Set of tasks
1 - Retype the cold pool passage from "Because it sinks, cold" to "potentially damaging turbines.".
2 - Reproduce the listing from the line with "Exercise. Mark the woman's ear" through the end of the listing, and give only those lines. Keep every line, including the requests, and multiply each coordinate in the answers by 2.4, rounding to whole numbers with halves rounded up.

Selected excerpt

Predicting Persistent Cold Pool Events

Typography

Hot air rises, cold air sinks. It’s a basic tenet of nature.

Hot air rises, cold air sinks. It’s a basic tenet of nature.

Because it sinks, cold air often finds depressions or low-lying terrain, like a valley or basin, in which to collect, particularly at night as temperatures decrease. As the sun rises and temperatures rise, the cold air warms and mixes with the surrounding air. But during winter, and even into spring, this cold air can linger — often for several days — in a phenomenon known as a ​“cold pool event.”

Cold pools can trap pollutants that would normally mix and disperse with larger air currents, causing serious health risks in heavily populated urban areas. Known to reduce wind speeds and produce freezing rain, they also can negatively impact wind turbines in the area, diminishing electricity production in the short term and potentially damaging turbines.

The records
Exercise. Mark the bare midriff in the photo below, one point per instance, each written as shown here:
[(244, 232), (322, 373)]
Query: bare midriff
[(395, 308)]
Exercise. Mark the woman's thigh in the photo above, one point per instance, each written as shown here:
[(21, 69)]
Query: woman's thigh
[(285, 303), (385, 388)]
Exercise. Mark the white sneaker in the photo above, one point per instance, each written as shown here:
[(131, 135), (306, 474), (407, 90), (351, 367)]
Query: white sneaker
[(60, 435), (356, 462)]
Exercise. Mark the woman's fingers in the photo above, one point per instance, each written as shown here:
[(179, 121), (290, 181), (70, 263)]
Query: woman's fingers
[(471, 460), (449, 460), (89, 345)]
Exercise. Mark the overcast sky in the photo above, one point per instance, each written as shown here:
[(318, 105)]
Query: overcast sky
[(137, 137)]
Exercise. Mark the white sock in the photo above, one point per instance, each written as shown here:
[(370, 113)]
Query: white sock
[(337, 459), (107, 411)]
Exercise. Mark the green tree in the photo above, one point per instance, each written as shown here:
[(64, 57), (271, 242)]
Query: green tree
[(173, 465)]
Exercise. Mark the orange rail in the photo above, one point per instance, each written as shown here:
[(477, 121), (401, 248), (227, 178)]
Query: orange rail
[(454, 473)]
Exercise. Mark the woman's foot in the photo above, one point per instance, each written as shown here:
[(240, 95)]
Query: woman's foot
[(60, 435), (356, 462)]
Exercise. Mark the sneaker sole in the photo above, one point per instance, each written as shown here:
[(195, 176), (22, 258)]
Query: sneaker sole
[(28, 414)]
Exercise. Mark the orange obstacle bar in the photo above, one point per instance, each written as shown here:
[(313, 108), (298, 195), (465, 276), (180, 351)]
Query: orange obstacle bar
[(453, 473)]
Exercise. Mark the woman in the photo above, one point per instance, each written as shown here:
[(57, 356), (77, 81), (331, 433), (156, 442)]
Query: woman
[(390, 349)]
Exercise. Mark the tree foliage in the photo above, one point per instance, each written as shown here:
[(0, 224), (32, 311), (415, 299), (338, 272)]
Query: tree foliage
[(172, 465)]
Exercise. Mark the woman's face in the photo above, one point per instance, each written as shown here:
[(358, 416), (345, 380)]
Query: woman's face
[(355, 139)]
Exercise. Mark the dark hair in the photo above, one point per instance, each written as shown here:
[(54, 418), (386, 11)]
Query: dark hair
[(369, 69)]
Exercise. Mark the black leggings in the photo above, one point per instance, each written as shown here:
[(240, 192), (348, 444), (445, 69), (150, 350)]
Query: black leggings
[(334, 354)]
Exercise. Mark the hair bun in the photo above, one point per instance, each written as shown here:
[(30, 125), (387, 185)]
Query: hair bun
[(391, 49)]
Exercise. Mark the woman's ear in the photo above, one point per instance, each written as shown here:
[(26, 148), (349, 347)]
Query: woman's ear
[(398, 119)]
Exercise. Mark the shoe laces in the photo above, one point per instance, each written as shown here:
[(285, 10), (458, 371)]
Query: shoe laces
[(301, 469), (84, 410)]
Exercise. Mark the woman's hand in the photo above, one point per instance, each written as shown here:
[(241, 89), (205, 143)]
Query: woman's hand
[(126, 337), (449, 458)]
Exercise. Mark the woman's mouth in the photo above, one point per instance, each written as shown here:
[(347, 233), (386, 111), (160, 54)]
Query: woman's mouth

The replies
1 -
Because it sinks, cold air often finds depressions or low-lying terrain, like a valley or basin, in which to collect, particularly at night as temperatures decrease. As the sun rises and temperatures rise, the cold air warms and mixes with the surrounding air. But during winter, and even into spring, this cold air can linger — often for several days — in a phenomenon known as a ​“cold pool event.”

Cold pools can trap pollutants that would normally mix and disperse with larger air currents, causing serious health risks in heavily populated urban areas. Known to reduce wind speeds and produce freezing rain, they also can negatively impact wind turbines in the area, diminishing electricity production in the short term and potentially damaging turbines.

2 -
Exercise. Mark the woman's ear in the photo above, one point per instance, each written as shown here:
[(26, 148), (349, 347)]
Query: woman's ear
[(955, 286)]
Exercise. Mark the shoe laces in the photo above, one point per instance, each written as shown here:
[(285, 10), (458, 371)]
Query: shoe laces
[(722, 1126), (202, 984)]
Exercise. Mark the woman's hand in the photo above, one point per instance, each written as shown here:
[(241, 89), (205, 143)]
Query: woman's hand
[(302, 809), (1078, 1099)]
Exercise. Mark the woman's mouth in the photo above, one point per instance, each written as shown here:
[(347, 233), (386, 111), (160, 54)]
Query: woman's mouth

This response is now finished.